---- Given data

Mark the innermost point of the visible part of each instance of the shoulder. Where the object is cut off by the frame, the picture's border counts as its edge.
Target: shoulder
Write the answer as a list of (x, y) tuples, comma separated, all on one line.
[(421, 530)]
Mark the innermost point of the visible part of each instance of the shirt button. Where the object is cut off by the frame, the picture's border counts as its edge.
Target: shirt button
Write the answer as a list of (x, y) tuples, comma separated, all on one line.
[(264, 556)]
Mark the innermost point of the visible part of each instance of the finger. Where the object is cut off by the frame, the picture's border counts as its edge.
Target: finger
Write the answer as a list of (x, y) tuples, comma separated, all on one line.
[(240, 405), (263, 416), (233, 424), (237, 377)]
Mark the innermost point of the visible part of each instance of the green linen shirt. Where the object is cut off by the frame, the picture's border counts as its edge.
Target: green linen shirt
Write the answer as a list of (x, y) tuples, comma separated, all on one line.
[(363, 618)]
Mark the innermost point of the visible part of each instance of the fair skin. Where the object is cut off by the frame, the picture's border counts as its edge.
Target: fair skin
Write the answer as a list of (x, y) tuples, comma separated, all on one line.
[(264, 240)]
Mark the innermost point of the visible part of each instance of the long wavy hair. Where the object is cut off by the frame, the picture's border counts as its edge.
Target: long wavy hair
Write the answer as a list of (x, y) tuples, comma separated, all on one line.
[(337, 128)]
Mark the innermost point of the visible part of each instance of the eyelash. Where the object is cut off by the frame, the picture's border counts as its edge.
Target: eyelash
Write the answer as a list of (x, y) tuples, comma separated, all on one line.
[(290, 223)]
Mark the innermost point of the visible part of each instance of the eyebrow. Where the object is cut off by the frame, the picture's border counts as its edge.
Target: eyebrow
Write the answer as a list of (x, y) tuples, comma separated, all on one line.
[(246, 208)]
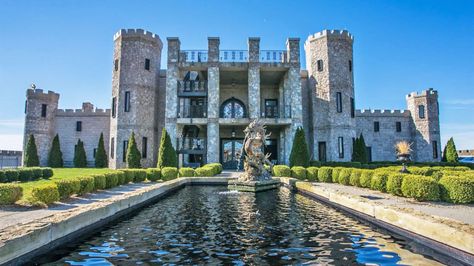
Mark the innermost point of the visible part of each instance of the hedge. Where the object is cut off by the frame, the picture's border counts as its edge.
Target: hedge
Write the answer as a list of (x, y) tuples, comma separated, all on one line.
[(47, 193), (169, 173), (421, 188), (10, 193), (457, 189)]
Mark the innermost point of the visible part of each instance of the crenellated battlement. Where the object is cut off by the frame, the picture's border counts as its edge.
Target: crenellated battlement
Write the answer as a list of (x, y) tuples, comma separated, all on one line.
[(423, 93)]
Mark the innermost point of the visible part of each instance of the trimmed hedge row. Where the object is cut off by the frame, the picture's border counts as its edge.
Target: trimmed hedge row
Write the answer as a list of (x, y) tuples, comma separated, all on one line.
[(25, 174)]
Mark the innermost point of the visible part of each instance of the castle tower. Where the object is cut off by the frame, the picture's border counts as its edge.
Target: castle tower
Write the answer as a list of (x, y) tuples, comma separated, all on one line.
[(40, 113), (424, 111), (135, 79), (331, 81)]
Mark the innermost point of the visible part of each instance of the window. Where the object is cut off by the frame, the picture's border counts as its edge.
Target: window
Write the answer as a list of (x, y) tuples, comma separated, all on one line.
[(398, 126), (43, 110), (147, 64), (114, 107), (144, 147), (112, 148), (127, 102), (320, 65), (340, 145), (79, 126), (339, 102), (352, 108), (421, 111), (125, 147), (435, 149), (376, 126)]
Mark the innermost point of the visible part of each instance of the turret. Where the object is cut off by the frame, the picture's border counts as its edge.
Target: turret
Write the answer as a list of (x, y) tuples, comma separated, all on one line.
[(40, 113), (135, 79), (330, 78)]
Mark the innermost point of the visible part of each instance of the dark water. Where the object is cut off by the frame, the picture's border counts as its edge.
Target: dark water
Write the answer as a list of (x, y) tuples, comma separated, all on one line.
[(207, 225)]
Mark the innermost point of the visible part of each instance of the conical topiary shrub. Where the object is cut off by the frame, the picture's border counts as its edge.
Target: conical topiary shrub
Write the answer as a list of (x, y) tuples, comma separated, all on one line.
[(31, 153), (55, 158), (100, 155), (133, 154), (167, 155), (299, 155)]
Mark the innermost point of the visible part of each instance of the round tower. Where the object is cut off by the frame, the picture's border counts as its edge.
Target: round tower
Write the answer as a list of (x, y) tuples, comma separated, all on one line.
[(135, 79), (330, 75), (40, 114)]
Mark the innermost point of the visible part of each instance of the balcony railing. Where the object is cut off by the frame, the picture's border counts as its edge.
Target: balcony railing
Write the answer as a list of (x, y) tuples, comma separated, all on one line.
[(233, 55), (195, 55), (273, 56), (192, 86)]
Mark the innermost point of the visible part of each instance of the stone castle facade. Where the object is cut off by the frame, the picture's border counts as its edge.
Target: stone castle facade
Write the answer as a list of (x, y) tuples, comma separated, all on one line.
[(205, 98)]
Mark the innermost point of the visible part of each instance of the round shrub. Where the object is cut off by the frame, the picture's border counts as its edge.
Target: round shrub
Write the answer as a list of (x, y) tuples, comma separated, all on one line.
[(281, 171), (394, 183), (457, 189), (325, 174), (344, 176), (354, 180), (186, 172), (68, 187), (153, 174), (46, 193), (99, 181), (420, 187), (298, 172), (169, 173), (10, 193), (366, 178), (312, 173)]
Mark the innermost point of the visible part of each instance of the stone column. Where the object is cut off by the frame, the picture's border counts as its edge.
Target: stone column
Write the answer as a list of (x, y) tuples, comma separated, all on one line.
[(254, 78)]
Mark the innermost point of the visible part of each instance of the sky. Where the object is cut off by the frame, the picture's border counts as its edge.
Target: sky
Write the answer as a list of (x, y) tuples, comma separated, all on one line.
[(400, 46)]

--------

**Task instructions**. Update all the records above by changing "innermost point" to "most central point" and leaving everything else untouched. Omit the pictures from your answer.

**Exercise output**.
Mark the most central point of the visible part of each instance of the shoulder. Where the object is cut off by the frame, the picture's border counts as its edge.
Target: shoulder
Write the answer as a list of (x, y) tuples, comma separated, all on one line.
[(421, 530)]
Mark the most central point of the visible part of each instance of the shirt button. Where the object is cut off by the frame, the picture's border counts as its edge.
Target: shirt button
Write the answer as a list of (x, y) tuples, comma separated, all on one line.
[(264, 556)]
Mark the most central point of the visible part of each instance of the finger. Where the object is cut off by the frame, the picture's border counts as its edge.
Target: finger
Write the answer as a list of (x, y) tuples, comma separated, all on one line.
[(240, 405), (263, 416), (233, 424), (237, 377)]
Mark the most central point of the visible part of each instance of the green linen shirt. Where the object is cut off by the frame, the picture's border counts as its edge.
Target: green linen shirt
Write the answer as a list of (x, y) tuples, comma separated, all on one line.
[(363, 618)]
Mark the most central point of the visible part of each instance of the fair skin. Where the object is cut off by the frame, the picture's border counts as its edge.
Target: fair skin
Write the answer as a list of (x, y) tuples, comma separated, all on one line.
[(264, 240)]
Mark the most central point of the visible part of each instance of the long wavy hair. Where the object is cut off by the frame, the picture's border counts as its edge.
Target: long wavy hair
Write the answer as a list of (x, y) tuples, comma separated, all on one line.
[(337, 128)]
Mark the most central point of the visible part of each instance of the eyelash. Where the object is cut off by the frame, the picture's border counts as its edge.
Target: eyelash
Write the answer as a list of (x, y) tuples, comma separated, all on one line.
[(290, 223)]
Mark the most central point of the visible part of each instance of the eyebrow. Where the object is cut off by the frame, the picture's border counts as its edge.
Target: eyebrow
Write the answer as a list of (x, y) tuples, comma separated, all on one line.
[(246, 208)]
Mark the most central point of the visible part of each instance of the hedge. Where the object is cut off by the frame, the picture's border counts as its edge.
Target: hedge
Write the answer as a list of (x, y) tuples, comma separated, all on one line.
[(47, 193), (169, 173), (421, 188), (10, 193), (457, 189)]
Mark the most central point of the visible part of each instance of the crenellated battlement. Where the object is cut off by the frame, the picture's border counts as its edge.
Target: crenellated battlement
Write the answer as a list of (x, y) tuples, comma separated, all on one line.
[(423, 93)]
Mark the most central point of the visible part of each instance of the trimmed hedge row. Where the object is cut off by the frame, the picture's border counts as its edge.
Target: trimmed hedge row
Write the answer as a list of (x, y) tuples, comma separated, all on one line.
[(25, 174)]
Mark the most central point of the visible part of each instance of the castle tower. Where the object is cut off by the frame, the picture's border counts as its edge.
Target: castle tower
Write the answer as a list of (x, y) tuples, comma separated, all on one line.
[(40, 113), (424, 111), (135, 79), (331, 81)]
Mark the most central point of the visible part of each instance of the window. Where the object is cut off by the frame, the picture's border counts as its edge.
Target: window
Write the answer as a list of (x, y) tuples, comma separated, all on one line.
[(398, 126), (43, 110), (147, 64), (114, 107), (144, 147), (112, 148), (127, 102), (320, 65), (340, 145), (79, 126), (339, 102), (352, 108), (421, 111), (125, 147), (435, 149), (376, 126)]
Mark the most central point of the visible part of each instance of the turret. Where the object is cut off by the frame, the picture's border counts as its edge.
Target: turret
Write the answer as a list of (x, y) tuples, comma separated, all on one line.
[(40, 113), (135, 79), (330, 78)]
Mark the most central point of the visible part of each instance of the dark water. Where the object is cut off by the frame, the picture's border counts as its edge.
Target: dark water
Write the answer as a list of (x, y) tuples, comma separated, all on one line.
[(207, 225)]
Mark the most central point of the visible part of each instance of the conical topiary shrub. Where the object is cut off by the frame, the picture's border counts as its edge.
Target: conical topiary shrub
Write the answer as a list of (x, y) tuples, comma separated, all on one line.
[(31, 153), (55, 158), (100, 155), (133, 154), (167, 155), (299, 155)]
Mark the most central point of the visible part of each instance of the round tower. Where the object is cut off by the frame, the picture's border counts as its edge.
Target: round tower
Write the answer as a list of (x, y) tuples, comma separated, all on one line.
[(135, 79), (330, 75), (40, 114)]
Mark the most central point of the visible part of each instance of the balcony railing. Where the object is cut off by the frame, the picture's border counts as its edge.
Target: balcony railing
Write the answer as a list of (x, y) tuples, comma separated, all on one line.
[(233, 55), (195, 55), (273, 56), (192, 86)]
Mark the most central point of the visible part of each instance of the stone castle facade. Where the object is cut off by the frame, the picture's border counts as its edge.
Target: stone castle facade
Write the answer as a list of (x, y) tuples, comma separated, all on one line.
[(205, 98)]
Mark the most central point of the visible part of each instance of the round shrub. Where the object is cut off by the frame, the picture's border counts as its edge.
Target: round shrub
Write the answer as a list of (x, y) tuples, comma separated, all on one line.
[(281, 171), (394, 183), (457, 189), (325, 174), (344, 176), (354, 180), (186, 172), (68, 187), (153, 174), (46, 193), (99, 181), (420, 187), (298, 172), (169, 173), (10, 193), (366, 178), (312, 173)]
Mark the most central point of the visible part of each instance of the stone column. Where the object is cut off by the frame, the picture's border counts as its edge.
Target: stone column
Write the answer as a list of (x, y) tuples, comma separated, all on one line.
[(254, 78)]
Mark the most central point of the visible part of each instance of the sky. Where the object is cut off by the frame, the picture's border counts as its edge.
Target: sky
Write the answer as a list of (x, y) tuples, comma separated, all on one line.
[(400, 46)]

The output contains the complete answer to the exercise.